§ TAREFAS A FAZER:
a: Responde a estas perguntas com base no excerto da página sobre o clube de leitura Próximo Capítulo:
(i) Em que dia é que a LeYa anunciou a criação do clube?
(ii) Que editora publicou a primeira obra escolhida?
(iii) Quanto tempo passou entre o dia 14 de Agosto e o dia 2 de Julho?
b: Continua o excerto da página sobre o clube de leitura e o livro do general a partir da última frase.

A LeYa anunciou no Dia Mundial do Livro a criação de um clube de leitura, designado Próximo Capítulo, com o intuito de promover diálogo e partilha em torno de livros de ficção e de não ficção. Com três encontros virtuais por mês para conversar sobre a obra escolhida por votação, a novidade deste Clube é ser preparado e orientado pelos editores assim como pelas equipas editoriais e de marketing da LeYa, permitindo conhecer as obras através de quem as trabalhou a fundo. Isto possibilita a aproximação ao mundo por trás do livro e ao seu percurso até chegar ao leitor, procurando ainda que haja, sempre que possível, uma interacção com o autor. O número de inscrições superou as expectativas e, como puderam inferir, eu ingressei esta comunidade de leitores, pelo que não podia deixar de partilhar aqui um breve texto sobre a primeira leitura escolhida.
Publicada pela Dom Quixote, e reeditada em Novembro do ano passado numa edição especial de capa dura, esta obra, esta é uma das grandes obras da literatura universal. Um livro de leitura breve, mas com várias camadas de sentido.
Num pequeno castelo de caça na Hungria, em cujos salões se recebiam convidados, se organizavam saraus e se tocava Chopin, vive um general. O general nasceu naquele palácio, no mesmo quarto onde agora vive, como «uma pessoa que se habitua à dimensão da sua doença». Este homem, conforme percebemos no lento crescendo em que a intriga se desenrola, na tensão permanente em que o leitor junta breves pedaços de informação, já pouco sai para o mundo exterior, tal como nem visita as outras alas do palácio. Vive naquele confinamento porque já nada lhe resta na vida a não ser manter uma espera. O general pensa em décadas e não gosta de números exactos. Contudo, ficaremos a saber que entre um dia remoto e o dia presente, entre o dia 14 de Agosto e o dia 2 de Julho, passaram-se 41 anos, e 43 dias. Talvez essa suspensão do tempo seja porque esta é também a história do final de uma era, de um mundo depois da Guerra, do ocaso da vida. Talvez seja porque o tempo verdadeiro que interessa ao general é apenas seu – um lugar íntimo e subjectivo, feito das suas memórias, que permanecem tão concretas e vívidas como os objectos daquele palácio, um espaço que perdeu entretanto o esplendor de então – talvez no mesmo momento em que o general perdeu quem lhe era mais querido. Porque aquele palácio é também um «grande túmulo ornamentado» em que se encerra «a memória dos mortos».

§ REGISTOS FORNECIDOS:
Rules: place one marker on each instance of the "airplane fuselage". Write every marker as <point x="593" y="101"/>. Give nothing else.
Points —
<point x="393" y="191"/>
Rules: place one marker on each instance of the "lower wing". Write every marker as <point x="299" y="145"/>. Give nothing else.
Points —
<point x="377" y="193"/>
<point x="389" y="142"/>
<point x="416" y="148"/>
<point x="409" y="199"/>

§ RESPOSTAS POR NÚMERO:
a:
(i) No Dia Mundial do Livro.
(ii) A Dom Quixote.
(iii) 41 anos e 43 dias.

b:
No dia de hoje, no presente da narrativa, o general recebe Konrád, o seu amigo de infância e de juventude, que é apenas alguns meses mais velho do que ele: «completara os setenta e três anos na Primavera». Konrád que viveu 41 anos nos trópicos, tendo partido subitamente, sem explicação, depois de ter jantado naquela mesma sala, como jantava todas as noites, à mesma hora, na mesma companhia. Naquela sala grande cuja mesa está agora disposta exactamente da mesma forma, como 41 anos atrás, onde também ardiam aquelas mesmas velas azuis no centro da mesma, pois a mulher do general «gostava da luz das velas, gostava de tudo o que a fazia lembrar do passado».
E entre estes dois homens, outrora irmãos, ao centro da mesa, sob a mesma luz dessas velas azuis, reside a sombra de um segredo.